-- START OF AVAILABLE DATA --

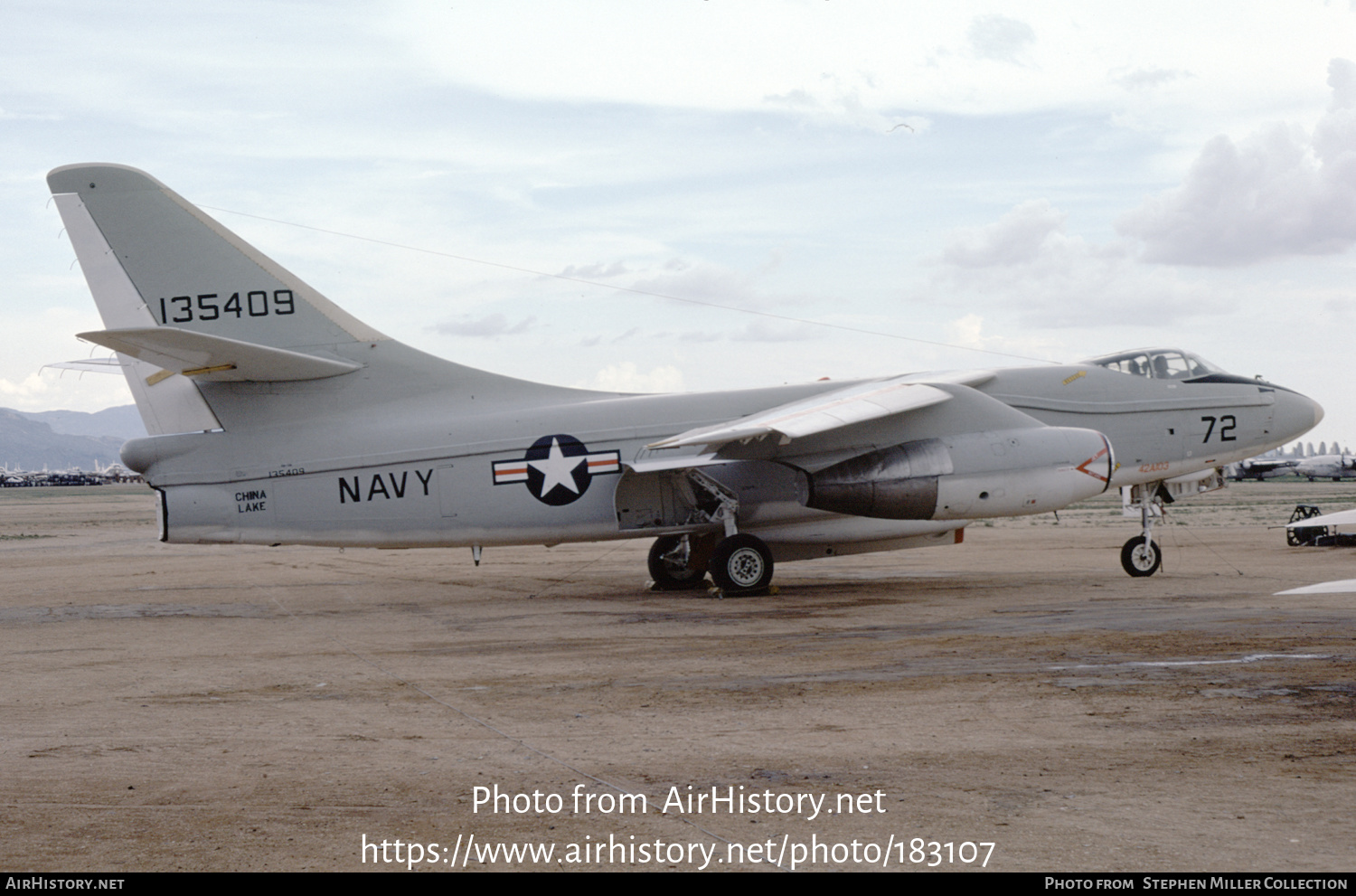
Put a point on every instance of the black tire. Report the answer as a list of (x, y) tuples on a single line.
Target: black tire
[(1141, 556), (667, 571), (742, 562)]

-- END OF AVAILABLE DATA --
-- START OF AVAILABLE DATA --

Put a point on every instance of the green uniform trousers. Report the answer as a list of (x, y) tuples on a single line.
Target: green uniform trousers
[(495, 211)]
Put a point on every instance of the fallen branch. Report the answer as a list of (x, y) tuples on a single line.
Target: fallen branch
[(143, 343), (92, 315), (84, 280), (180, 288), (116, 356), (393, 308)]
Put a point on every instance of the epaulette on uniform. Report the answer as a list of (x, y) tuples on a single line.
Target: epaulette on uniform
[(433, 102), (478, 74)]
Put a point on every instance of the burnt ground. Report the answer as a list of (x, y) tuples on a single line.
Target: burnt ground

-- END OF AVAILABLE DATA --
-- START OF AVAILABLE DATA --

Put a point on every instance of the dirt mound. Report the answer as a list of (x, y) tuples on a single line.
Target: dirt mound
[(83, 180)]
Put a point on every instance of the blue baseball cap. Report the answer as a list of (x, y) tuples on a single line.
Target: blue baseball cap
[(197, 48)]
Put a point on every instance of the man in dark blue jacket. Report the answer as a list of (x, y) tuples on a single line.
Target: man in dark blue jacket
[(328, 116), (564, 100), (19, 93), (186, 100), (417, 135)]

-- END OF AVAILABLE DATA --

EXERCISE BRIEF >>
Rewrite every line of the records between the line containing "Put a point on every instance of the blue" and the line containing "[(328, 116), (564, 100), (19, 93), (186, 100), (417, 135)]", inclusive, shifting each point coordinate in the answer lists by adding 24 to both its x and y values. Keep all other lines unchanged.

OUTPUT OF THE TASK >>
Put a point on every instance of the blue baseball cap. Report the answer as a list of (x, y) tuples on a single line.
Target: blue baseball cap
[(221, 72)]
Put a point on every instance of the man in dark blue jacket. Report the answer as a list of (x, y) tuples on a single line.
Target: man in dark blue jacket
[(352, 140), (588, 124), (43, 117), (210, 124), (441, 159)]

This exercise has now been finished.